Data rows:
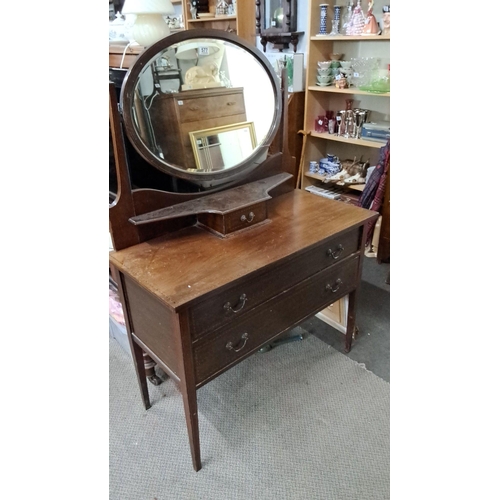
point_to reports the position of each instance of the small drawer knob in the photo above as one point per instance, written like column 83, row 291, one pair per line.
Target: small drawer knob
column 335, row 254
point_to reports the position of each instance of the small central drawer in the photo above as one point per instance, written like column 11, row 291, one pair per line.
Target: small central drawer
column 241, row 337
column 256, row 289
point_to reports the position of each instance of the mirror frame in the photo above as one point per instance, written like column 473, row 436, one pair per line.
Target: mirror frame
column 207, row 179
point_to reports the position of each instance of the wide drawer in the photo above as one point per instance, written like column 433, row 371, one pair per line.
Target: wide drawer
column 239, row 339
column 248, row 293
column 200, row 108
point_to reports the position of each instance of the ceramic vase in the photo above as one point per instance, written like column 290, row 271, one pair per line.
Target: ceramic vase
column 322, row 19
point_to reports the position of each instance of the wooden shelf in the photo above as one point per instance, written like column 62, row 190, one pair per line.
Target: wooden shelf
column 211, row 19
column 318, row 177
column 355, row 142
column 350, row 90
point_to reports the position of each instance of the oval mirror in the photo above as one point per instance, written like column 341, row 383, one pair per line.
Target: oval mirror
column 202, row 105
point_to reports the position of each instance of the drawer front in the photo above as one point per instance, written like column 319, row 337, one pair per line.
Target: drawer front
column 209, row 107
column 239, row 299
column 231, row 344
column 240, row 219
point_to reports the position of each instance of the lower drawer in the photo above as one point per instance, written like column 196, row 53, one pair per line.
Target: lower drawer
column 222, row 308
column 234, row 342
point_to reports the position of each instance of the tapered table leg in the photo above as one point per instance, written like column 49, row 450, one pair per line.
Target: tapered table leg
column 140, row 369
column 191, row 412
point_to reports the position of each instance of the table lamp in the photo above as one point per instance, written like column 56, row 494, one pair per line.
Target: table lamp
column 149, row 26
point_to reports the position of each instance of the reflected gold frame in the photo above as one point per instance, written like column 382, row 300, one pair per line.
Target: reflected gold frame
column 198, row 134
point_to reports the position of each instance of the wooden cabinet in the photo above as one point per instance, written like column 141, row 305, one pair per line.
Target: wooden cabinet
column 193, row 110
column 319, row 99
column 242, row 23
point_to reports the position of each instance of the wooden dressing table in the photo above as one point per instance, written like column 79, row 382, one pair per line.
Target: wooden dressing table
column 198, row 302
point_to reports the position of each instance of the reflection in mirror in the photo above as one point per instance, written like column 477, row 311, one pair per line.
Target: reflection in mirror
column 198, row 84
column 222, row 147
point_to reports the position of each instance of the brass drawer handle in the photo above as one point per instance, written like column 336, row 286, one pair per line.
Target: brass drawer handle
column 335, row 254
column 337, row 288
column 228, row 308
column 249, row 219
column 244, row 338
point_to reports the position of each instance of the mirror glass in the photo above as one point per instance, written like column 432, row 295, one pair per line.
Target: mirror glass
column 201, row 108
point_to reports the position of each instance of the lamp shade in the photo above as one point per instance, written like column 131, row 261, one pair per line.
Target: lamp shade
column 163, row 7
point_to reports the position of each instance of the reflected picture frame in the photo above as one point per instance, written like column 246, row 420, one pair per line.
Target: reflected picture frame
column 208, row 146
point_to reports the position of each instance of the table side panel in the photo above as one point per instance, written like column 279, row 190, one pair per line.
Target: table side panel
column 154, row 324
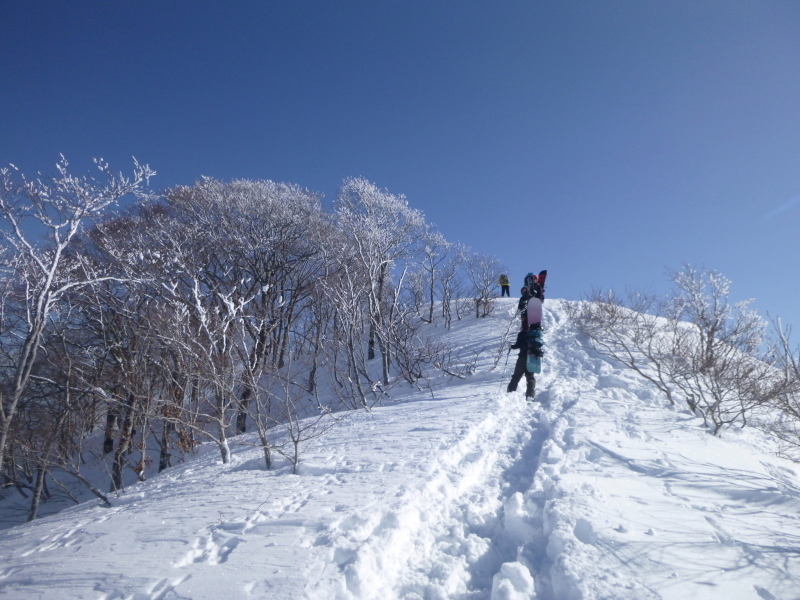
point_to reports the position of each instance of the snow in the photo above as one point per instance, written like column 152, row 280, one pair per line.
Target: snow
column 597, row 490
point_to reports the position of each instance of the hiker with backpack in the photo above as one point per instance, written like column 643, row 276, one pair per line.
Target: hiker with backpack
column 529, row 339
column 520, row 368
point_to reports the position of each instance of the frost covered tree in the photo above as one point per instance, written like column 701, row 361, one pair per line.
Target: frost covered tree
column 695, row 344
column 380, row 229
column 483, row 272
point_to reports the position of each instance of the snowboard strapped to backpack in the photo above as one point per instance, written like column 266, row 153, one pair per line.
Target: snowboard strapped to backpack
column 535, row 342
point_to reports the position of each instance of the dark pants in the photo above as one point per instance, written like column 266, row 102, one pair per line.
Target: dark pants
column 520, row 370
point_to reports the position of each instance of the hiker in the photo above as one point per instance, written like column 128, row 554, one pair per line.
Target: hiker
column 520, row 368
column 505, row 286
column 522, row 307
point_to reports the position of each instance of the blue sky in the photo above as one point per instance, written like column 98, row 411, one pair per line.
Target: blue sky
column 604, row 141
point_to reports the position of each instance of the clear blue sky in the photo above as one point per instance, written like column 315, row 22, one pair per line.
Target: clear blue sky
column 605, row 141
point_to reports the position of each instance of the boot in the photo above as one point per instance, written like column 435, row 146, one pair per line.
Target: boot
column 530, row 390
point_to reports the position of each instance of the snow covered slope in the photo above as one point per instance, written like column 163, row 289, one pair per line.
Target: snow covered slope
column 598, row 490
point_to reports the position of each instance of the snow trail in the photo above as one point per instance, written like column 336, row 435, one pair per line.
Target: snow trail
column 598, row 490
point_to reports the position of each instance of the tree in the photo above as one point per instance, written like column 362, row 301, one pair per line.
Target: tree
column 483, row 272
column 380, row 229
column 694, row 344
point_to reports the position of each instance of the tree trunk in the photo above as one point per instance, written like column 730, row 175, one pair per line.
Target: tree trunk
column 37, row 493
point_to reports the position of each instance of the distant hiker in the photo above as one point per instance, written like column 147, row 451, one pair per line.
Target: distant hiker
column 505, row 287
column 520, row 368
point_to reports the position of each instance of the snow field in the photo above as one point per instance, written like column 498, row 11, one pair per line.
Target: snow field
column 596, row 491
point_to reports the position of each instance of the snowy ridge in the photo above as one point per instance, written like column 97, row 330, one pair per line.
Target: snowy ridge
column 597, row 491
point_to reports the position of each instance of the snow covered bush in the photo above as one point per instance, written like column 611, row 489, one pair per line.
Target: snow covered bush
column 695, row 345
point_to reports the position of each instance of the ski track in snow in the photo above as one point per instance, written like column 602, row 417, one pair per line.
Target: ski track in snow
column 595, row 491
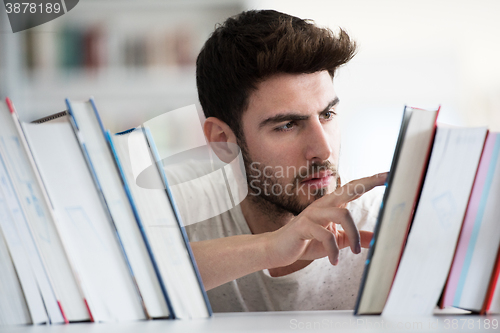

Instructions for the task: Output each line of the data above as a numbered list, skipping blank lines and leaving the pictures out.

Solution for this exercise:
1. point_to reports the position of each instance of the small drawer knob in the photo above as one point per instance, written like column 83, row 291, one pair per line.
2. Target: small drawer knob
3. column 335, row 254
4. point_to reports the position of each instance of the small central drawer in the photo above as one point per instance, written like column 11, row 291, one pair per line.
5. Target: small central drawer
6. column 241, row 337
7. column 256, row 289
8. point_to reports the position of each instance of the mirror frame in the photo above as one point per instance, written like column 473, row 436, one pair per line.
9. Target: mirror frame
10. column 207, row 179
11. point_to reports the position of each instance of the wide drawer in the photo above as one point per instance, written like column 433, row 371, one pair per line.
12. Target: wide drawer
13. column 239, row 339
14. column 248, row 293
15. column 200, row 108
16. point_to reports the position of each instance of the ceramic vase in the photo above as one point per instance, written like column 290, row 271, one pair per line.
17. Target: ceramic vase
18. column 322, row 19
19. point_to reports the position of each instance of the wooden shelf in the photo above as one point per instance, written like column 62, row 190, one pair per line.
20. Target: wooden shelf
21. column 211, row 19
22. column 318, row 177
23. column 355, row 142
24. column 350, row 90
25. point_to reports the position of each instance of the oval mirror in the photo above as one point per instance, written like column 341, row 383, one pair per line.
26. Target: oval mirror
27. column 202, row 105
28. point_to reports the position of each instance of the drawer front in the photo above as one point per instance, written like column 319, row 337, one pair per line.
29. Target: drawer front
30. column 209, row 107
31. column 239, row 299
32. column 231, row 344
33. column 240, row 219
34. point_to reports the position of each instance of the lower drawer in the photo above as one point per instance, written like column 196, row 53, one pair per line.
35. Target: lower drawer
36. column 222, row 308
37. column 234, row 342
38. point_to reports the position of each instance of the tapered table leg in the photo above as one point per instance, written like column 49, row 450, one pair per line.
39. Target: tapered table leg
40. column 140, row 369
41. column 191, row 412
42. point_to reports the position of each instance of the table lamp in the photo above as one point per instance, written like column 56, row 494, one pair per line.
43. Target: table lamp
44. column 149, row 26
45. point_to reports the position of each instance of the reflected gold frame in the photo above as one point per instance, written like column 382, row 300, one pair per line.
46. Target: reflected gold frame
47. column 198, row 134
48. point_to reports the position of each instance of the wooden cabinet in the photo above as one point per instance, written like column 141, row 305, one pair per line.
49. Target: wooden cabinet
50. column 193, row 110
51. column 319, row 99
52. column 242, row 23
53. point_to reports the position of each instance of the wooden dressing table in the photo above as one point per instance, written like column 79, row 382, one pair per line.
54. Target: wooden dressing table
55. column 198, row 302
56. point_to reports the position of each instance of the reflection in mirror in the photo above as one point per instance, written like column 477, row 311, one pair per line.
57. Target: reflection in mirror
58. column 198, row 84
59. column 222, row 147
60. point_to reports the position of each instance of the brass drawer handle in the photo above as one point per instance, written like column 336, row 286, one pair per line.
61. Target: brass drawer handle
62. column 335, row 254
63. column 337, row 288
64. column 228, row 308
65. column 249, row 219
66. column 244, row 338
67. point_to reports the position of each instance of the mirror glass in the photo above as one point per instance, written like column 432, row 295, one pair per line.
68. Target: mirror glass
69. column 201, row 108
70. point_to reports the position of each instance of the lamp shade in the photo above as one point per instance, written like column 131, row 261, one pair per line.
71. Target: lamp shade
72. column 163, row 7
73. point_to reports the position of each instance of the reflected picture frame in the photo above as one point per instance, written like column 246, row 420, one pair per line.
74. Target: reflected picture frame
75. column 208, row 146
76. point_to reports the position of each instance of the table side panel in the photo above as one point per instance, written like column 279, row 190, one pair per line.
77. Target: table side panel
78. column 154, row 324
79. point_to reports the position of each instance of the snow in the photo above as one point per instance, written like column 152, row 280, one pair per line.
80. Target: snow
81. column 597, row 490
82. point_to reports the position of each instance of the hiker with backpack in the photo above as one point per instance, written like column 643, row 276, one pair per line.
83. Target: hiker with backpack
84. column 529, row 339
85. column 520, row 368
86. point_to reports the position of each instance of the frost covered tree in the photo above as one point per instance, written like column 701, row 361, one pair per line.
87. Target: frost covered tree
88. column 695, row 344
89. column 380, row 229
90. column 483, row 272
91. point_to reports the position of each instance of the snowboard strapped to backpack in the photo above as one point per instance, written like column 266, row 153, one pair per line.
92. Target: snowboard strapped to backpack
93. column 535, row 342
94. point_to reports the position of each instance of the dark pants in the photo above as one point per instance, written like column 266, row 102, one pair per line.
95. Target: dark pants
96. column 520, row 370
97. point_to reports the position of each instance of the hiker in the photo above as one point per instance, written like column 128, row 554, one pair per line.
98. Target: hiker
99. column 520, row 368
100. column 505, row 286
101. column 522, row 307
102. point_to reports the position of each instance of the blue sky in the photo above as one point per instance, written like column 98, row 411, one pair per line.
103. Target: blue sky
104. column 604, row 141
105. point_to reports the position of each instance of the clear blue sky in the photo above as one point per instance, written like column 315, row 22, one pair per line.
106. Target: clear blue sky
107. column 605, row 141
108. point_to reports the position of each instance of the boot in the photo above as one point per instance, written like column 435, row 146, one pair per line.
109. Target: boot
110. column 530, row 390
111. point_to reports the position of each instance of the snow covered slope in the photo above as one point per instance, written like column 163, row 289, one pair per line.
112. Target: snow covered slope
113. column 598, row 490
114. point_to reports the position of each instance of the snow trail in the photo above as one point per instance, written like column 336, row 435, one pair per line.
115. Target: snow trail
116. column 598, row 490
117. point_to reports the position of each instance of the tree in the photo above as one point per instance, written like column 362, row 301, one pair per line.
118. Target: tree
119. column 483, row 272
120. column 380, row 229
121. column 694, row 344
122. point_to reports the position of each instance of the tree trunk in the photo above as one point per instance, written like column 730, row 175, one pair per line.
123. Target: tree trunk
124. column 37, row 493
125. point_to reports the position of each instance of the distant hiker in the photo above as one point per instance, written like column 147, row 451, one pair per line.
126. Target: distant hiker
127. column 505, row 287
128. column 520, row 368
129. point_to reports the position of each instance of the snow field in the photo above as one point per instance, written like column 498, row 11, one pair per line.
130. Target: snow field
131. column 596, row 491
132. point_to reports the position of each instance of the snowy ridge in the photo above as one point per instance, written like column 97, row 330, one pair per line.
133. Target: snowy ridge
134. column 597, row 491
135. point_to reports the position of each instance of the snow covered bush in the photo above as one point per instance, written like column 611, row 489, one pair per line.
136. Target: snow covered bush
137. column 695, row 345
138. point_to reports the position of each instance of the ski track in snow in the photo above as one point per instance, written like column 602, row 417, one pair per line.
139. Target: ski track in snow
140. column 595, row 491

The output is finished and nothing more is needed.